Bounding-box records

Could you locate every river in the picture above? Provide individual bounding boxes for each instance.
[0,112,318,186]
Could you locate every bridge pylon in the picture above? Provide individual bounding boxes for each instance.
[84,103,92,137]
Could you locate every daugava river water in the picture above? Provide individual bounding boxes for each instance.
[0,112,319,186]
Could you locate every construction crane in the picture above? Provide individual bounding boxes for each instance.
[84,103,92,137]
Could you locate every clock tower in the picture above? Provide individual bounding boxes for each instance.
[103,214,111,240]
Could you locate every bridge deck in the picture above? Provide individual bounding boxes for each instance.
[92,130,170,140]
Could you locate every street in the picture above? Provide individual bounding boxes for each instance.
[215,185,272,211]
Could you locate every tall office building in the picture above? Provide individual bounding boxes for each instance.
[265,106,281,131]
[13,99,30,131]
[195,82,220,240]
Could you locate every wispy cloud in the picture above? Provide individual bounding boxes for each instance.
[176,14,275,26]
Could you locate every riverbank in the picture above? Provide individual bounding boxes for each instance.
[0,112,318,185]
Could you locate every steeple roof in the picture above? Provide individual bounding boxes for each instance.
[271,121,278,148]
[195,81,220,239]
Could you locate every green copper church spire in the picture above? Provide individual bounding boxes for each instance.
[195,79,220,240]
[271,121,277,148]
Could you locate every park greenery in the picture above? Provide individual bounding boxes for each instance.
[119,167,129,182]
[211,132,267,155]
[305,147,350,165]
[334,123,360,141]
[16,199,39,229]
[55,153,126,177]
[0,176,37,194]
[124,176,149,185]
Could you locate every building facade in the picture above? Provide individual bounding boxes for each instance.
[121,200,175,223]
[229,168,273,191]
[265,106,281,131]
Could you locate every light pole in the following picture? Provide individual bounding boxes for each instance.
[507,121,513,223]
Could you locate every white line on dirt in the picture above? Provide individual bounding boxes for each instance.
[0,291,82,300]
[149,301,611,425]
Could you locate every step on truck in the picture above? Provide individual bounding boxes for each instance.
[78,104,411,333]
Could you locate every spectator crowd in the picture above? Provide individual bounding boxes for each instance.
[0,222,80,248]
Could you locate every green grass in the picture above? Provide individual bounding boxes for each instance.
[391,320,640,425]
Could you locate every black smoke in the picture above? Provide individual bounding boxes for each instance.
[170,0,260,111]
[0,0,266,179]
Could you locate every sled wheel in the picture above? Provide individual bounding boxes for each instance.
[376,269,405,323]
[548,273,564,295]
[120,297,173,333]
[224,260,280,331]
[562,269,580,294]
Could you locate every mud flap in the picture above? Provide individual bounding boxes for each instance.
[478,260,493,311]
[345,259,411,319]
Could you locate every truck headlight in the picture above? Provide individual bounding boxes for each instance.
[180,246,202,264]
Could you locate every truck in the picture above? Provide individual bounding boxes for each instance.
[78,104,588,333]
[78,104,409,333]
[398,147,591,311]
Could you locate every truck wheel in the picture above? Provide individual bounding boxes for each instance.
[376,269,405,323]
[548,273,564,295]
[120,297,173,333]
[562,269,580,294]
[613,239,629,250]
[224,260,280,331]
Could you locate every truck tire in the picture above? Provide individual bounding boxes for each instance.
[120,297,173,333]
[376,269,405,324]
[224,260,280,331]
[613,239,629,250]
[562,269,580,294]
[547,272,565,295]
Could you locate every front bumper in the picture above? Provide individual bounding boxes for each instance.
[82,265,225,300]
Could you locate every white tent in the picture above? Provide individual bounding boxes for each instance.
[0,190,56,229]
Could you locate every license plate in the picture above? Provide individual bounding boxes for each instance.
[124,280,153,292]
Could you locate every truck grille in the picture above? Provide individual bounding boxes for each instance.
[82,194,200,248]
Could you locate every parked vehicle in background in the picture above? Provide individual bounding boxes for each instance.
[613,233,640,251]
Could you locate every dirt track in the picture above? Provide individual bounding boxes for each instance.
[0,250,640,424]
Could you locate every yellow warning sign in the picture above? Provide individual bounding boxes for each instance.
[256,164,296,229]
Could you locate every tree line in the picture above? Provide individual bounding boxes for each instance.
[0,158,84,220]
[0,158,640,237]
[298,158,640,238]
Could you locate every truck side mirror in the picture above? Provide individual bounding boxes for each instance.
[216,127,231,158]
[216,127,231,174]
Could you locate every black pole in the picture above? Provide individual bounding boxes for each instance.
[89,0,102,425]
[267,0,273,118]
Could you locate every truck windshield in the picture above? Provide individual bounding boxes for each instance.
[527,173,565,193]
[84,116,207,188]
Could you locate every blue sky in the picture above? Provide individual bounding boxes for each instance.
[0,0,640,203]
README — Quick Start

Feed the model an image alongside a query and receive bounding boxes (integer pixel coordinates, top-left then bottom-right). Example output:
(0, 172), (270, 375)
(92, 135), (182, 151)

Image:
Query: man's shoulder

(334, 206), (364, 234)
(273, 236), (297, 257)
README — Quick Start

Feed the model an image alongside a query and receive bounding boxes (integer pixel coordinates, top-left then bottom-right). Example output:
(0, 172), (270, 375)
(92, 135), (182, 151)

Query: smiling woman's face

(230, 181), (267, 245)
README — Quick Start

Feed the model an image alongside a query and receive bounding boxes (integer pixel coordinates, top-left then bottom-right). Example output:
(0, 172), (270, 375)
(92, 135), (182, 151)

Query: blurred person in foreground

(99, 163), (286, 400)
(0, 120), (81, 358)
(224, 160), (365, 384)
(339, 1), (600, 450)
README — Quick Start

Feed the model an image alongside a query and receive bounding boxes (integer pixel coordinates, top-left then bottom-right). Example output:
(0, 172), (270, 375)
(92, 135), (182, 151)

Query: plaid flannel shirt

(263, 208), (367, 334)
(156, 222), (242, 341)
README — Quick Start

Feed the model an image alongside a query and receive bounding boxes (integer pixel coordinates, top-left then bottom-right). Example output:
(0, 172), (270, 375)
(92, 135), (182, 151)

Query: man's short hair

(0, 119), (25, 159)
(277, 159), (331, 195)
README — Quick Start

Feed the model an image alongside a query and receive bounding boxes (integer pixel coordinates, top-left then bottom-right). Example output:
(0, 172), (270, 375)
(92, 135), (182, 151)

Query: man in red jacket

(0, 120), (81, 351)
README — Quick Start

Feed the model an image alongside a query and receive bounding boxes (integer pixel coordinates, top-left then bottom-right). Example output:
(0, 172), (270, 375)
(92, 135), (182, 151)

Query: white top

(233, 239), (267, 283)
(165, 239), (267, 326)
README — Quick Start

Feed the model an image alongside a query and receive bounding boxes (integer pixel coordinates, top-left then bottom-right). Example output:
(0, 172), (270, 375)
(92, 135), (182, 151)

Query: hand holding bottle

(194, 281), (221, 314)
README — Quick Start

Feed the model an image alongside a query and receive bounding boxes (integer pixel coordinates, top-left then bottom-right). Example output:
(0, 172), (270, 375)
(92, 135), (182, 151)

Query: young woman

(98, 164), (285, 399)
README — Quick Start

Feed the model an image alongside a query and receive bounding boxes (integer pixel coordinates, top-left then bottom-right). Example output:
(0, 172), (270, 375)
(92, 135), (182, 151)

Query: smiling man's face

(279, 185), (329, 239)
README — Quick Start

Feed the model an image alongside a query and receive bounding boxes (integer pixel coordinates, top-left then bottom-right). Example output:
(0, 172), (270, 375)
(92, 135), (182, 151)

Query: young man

• [Task requirements]: Edit the rows above by replacing each occurrence of "bounding boxes" with "bounding rectangles", leaving all other text unchanged.

• [Full solution]:
Could you locate every river in the picture above? Provide individual bounding rectangles for each instance.
[0,112,318,186]
Could you locate every bridge pylon in the picture above? Provide individual bounding rectangles for each instance.
[84,103,92,137]
Could you locate every daugava river water in the picture above? Provide individual bounding rectangles for each instance.
[0,112,319,186]
Could you locate every construction crane in the picture above? Provide individual bounding rectangles for each instance.
[84,103,92,137]
Could you locate every clock tower in the picture above? Provide individual bounding rectangles for each instance.
[103,214,111,240]
Could you locate every bridge deck in the picture above? Provide individual bounding rectangles for each instance.
[92,130,170,140]
Could you locate every street in the picture above? Provide individual bounding rectangles for each instance.
[215,185,272,211]
Could you locate every tall office building in the picture above? Provide individual bounding rectangles for each instance.
[265,106,281,131]
[13,99,30,131]
[195,82,220,240]
Could you locate every wispy cloud in the picture above? Provide individual bounding rectangles for each instance.
[176,14,275,26]
Could you locate every riverbank in the picture above? Provide individual bounding rectangles for each instance.
[0,112,318,185]
Could you locate every steeple roof in the picture above? Provide individual bounding rectangles for each instance.
[271,121,278,148]
[195,81,220,239]
Could you locate every green copper church spire in the picture above? Provide individual bounding rectangles for each instance.
[195,79,220,240]
[271,121,277,148]
Could you locate every park greenery in the picture above? Provide individual bounding rectangles for each instance.
[119,167,129,182]
[211,132,267,155]
[305,147,350,165]
[334,123,360,141]
[16,199,39,229]
[55,153,126,177]
[0,176,37,194]
[124,176,149,185]
Could you locate every building facade in the picture above? Provide individual bounding rectangles for each instance.
[121,200,175,223]
[229,168,273,191]
[265,106,281,131]
Could you locate every light pole in the following picture? Provide individual bounding rectangles for each instance.
[507,121,513,223]
Could you locate every white line on dirt in the picture above? Provide individual bounding rectangles for each instance.
[0,291,82,300]
[149,301,611,425]
Could you locate every step on truck in the picture above? Provide individual bounding rectangles for each instance.
[78,104,411,333]
Could you locate every spectator crowd in the picture above? Provide individual bounding rectangles for each instance.
[0,222,80,248]
Could you locate every green grass in the picture above? Provide individual bounding rectangles for each instance.
[391,320,640,425]
Could you locate every black smoke in the picture above? Provide individual bounding rectangles for each instance.
[170,0,260,111]
[0,0,266,179]
Could you locate every sled wheel in the picture above? Provide individual bounding rectangles for each instance.
[376,269,405,323]
[548,273,564,295]
[120,297,173,333]
[224,260,280,331]
[562,269,580,294]
Could you locate every mud flap in the picture above? Provide individual bounding rectangles for each instance.
[478,260,493,311]
[345,259,411,319]
Could you locate every truck headlight in the picture above? Provide individual bounding rectangles for each instance.
[180,246,202,264]
Could you locate every truck in the picture above? Provide individual bounding rectangles for each instance.
[78,104,588,333]
[78,104,409,333]
[398,147,591,311]
Could you locate every truck wheel in the picture above? Provide individual bounding rectangles for each instance.
[376,269,405,323]
[548,273,564,295]
[120,297,173,333]
[562,269,580,294]
[613,239,629,250]
[224,260,280,331]
Could you locate every truck tire in the picture above? Provide individual bounding rectangles for each instance.
[120,297,173,333]
[376,269,405,324]
[224,260,280,331]
[613,239,629,250]
[562,269,580,294]
[547,272,565,295]
Could you locate every front bumper in the picture above? Provide individual bounding rectangles for each instance.
[82,265,225,300]
Could you locate every white tent in the picture above? Provide individual bounding rectangles for each instance.
[0,190,56,229]
Could you locate every license plate in the picture above? Provide individual bounding rectangles for each instance.
[124,280,153,292]
Could you locate every truck grille in the picture above? Provide individual bounding rectangles for each instance.
[82,194,200,248]
Could you locate every parked vehicle in background in the picture above? Provide individual bounding rectangles for each instance.
[613,233,640,251]
Could you locate every dirt track in the picture above? Provide individual bounding rectangles for each instance.
[0,250,640,424]
Could you locate every yellow warning sign in the picture above? Provide individual bounding rectangles for each instance.
[256,164,296,229]
Could you locate every tree line in the picture above? Provide individual bounding rectangles for each instance.
[0,158,84,220]
[0,158,640,237]
[298,158,640,238]
Could you locate every truck side mirror in the picture above? Provide individual bounding rectangles for each instance.
[216,127,231,158]
[216,127,231,174]
Could you locate every black pole in the picture above? Provide individual bounding rectangles for each instance.
[89,0,102,425]
[267,0,273,118]
Could you locate every truck windshield in the picture above? Provide individual bounding rectangles for each instance.
[527,173,565,193]
[84,116,207,188]
Could you locate every blue sky in the picture above? Provide individual bounding rectangles for each instance.
[0,0,640,203]
README — Quick Start

Feed the model an image alongside a query and receive bounding rectangles (integer pixel coordinates, top-left then bottom-right). Example output:
(0, 172), (270, 375)
(92, 135), (182, 151)

Image:
Query: man's shoulder

(334, 206), (364, 234)
(273, 236), (297, 257)
README — Quick Start

Feed the model an image alongside a query and receive bounding rectangles (integer pixel coordinates, top-left then bottom-right). Example output:
(0, 172), (270, 375)
(92, 135), (182, 151)

Query: smiling woman's face

(230, 181), (267, 245)
README — Quick Start

Feed the model an image alongside a query and receive bounding rectangles (integer pixel coordinates, top-left then bottom-right). Example output:
(0, 172), (270, 375)
(92, 135), (182, 151)

Query: blurred person in foreground

(99, 163), (286, 400)
(0, 120), (81, 358)
(224, 160), (365, 384)
(339, 1), (600, 450)
README — Quick Start

Feed the model an image alongside a query and receive bounding rectangles (integer pixel coordinates, top-left then bottom-right). Example output:
(0, 172), (270, 375)
(92, 135), (182, 151)

Query: plaid flannel shirt

(263, 208), (367, 334)
(156, 222), (242, 341)
README — Quick Start

Feed the model an image alongside a query and receive bounding rectangles (integer pixel coordinates, top-left then bottom-right). Example output:
(0, 172), (270, 375)
(92, 135), (182, 151)

Query: man's short hair

(0, 119), (25, 159)
(277, 159), (331, 195)
README — Quick Start

Feed the model an image alongside a query and receive bounding rectangles (integer pixel coordinates, top-left then bottom-right). Example output:
(0, 172), (270, 375)
(92, 135), (182, 151)

Query: man in red jacket

(0, 120), (81, 351)
README — Quick Start

Feed the model an image alongside a query and receive bounding rectangles (integer pixel coordinates, top-left then bottom-right). Example output:
(0, 172), (270, 375)
(92, 135), (182, 151)

Query: white top

(233, 239), (267, 283)
(165, 239), (267, 326)
README — Quick Start

Feed the model an image alongside a query and receive bounding rectangles (integer pixel coordinates, top-left then bottom-right). Example output:
(0, 172), (270, 375)
(92, 135), (182, 151)

Query: hand holding bottle

(194, 281), (221, 314)
README — Quick Start

Feed the model an image alongside a query and receive bounding rectangles (integer pixel coordinates, top-left then bottom-right). Example output:
(0, 172), (270, 375)
(92, 135), (182, 151)

Query: young woman

(98, 164), (285, 399)
README — Quick Start

Feed the model an image alongside a query and receive bounding rectangles (integer pixel coordinates, top-left then bottom-right). Example output:
(0, 172), (270, 375)
(92, 135), (182, 151)

Query: smiling man's face

(279, 185), (329, 239)
README — Quick Start

Feed the model an image alongside a query and receive bounding rectangles (integer pixel coordinates, top-left then bottom-right). Example output:
(0, 172), (270, 375)
(92, 135), (182, 151)

Query: young man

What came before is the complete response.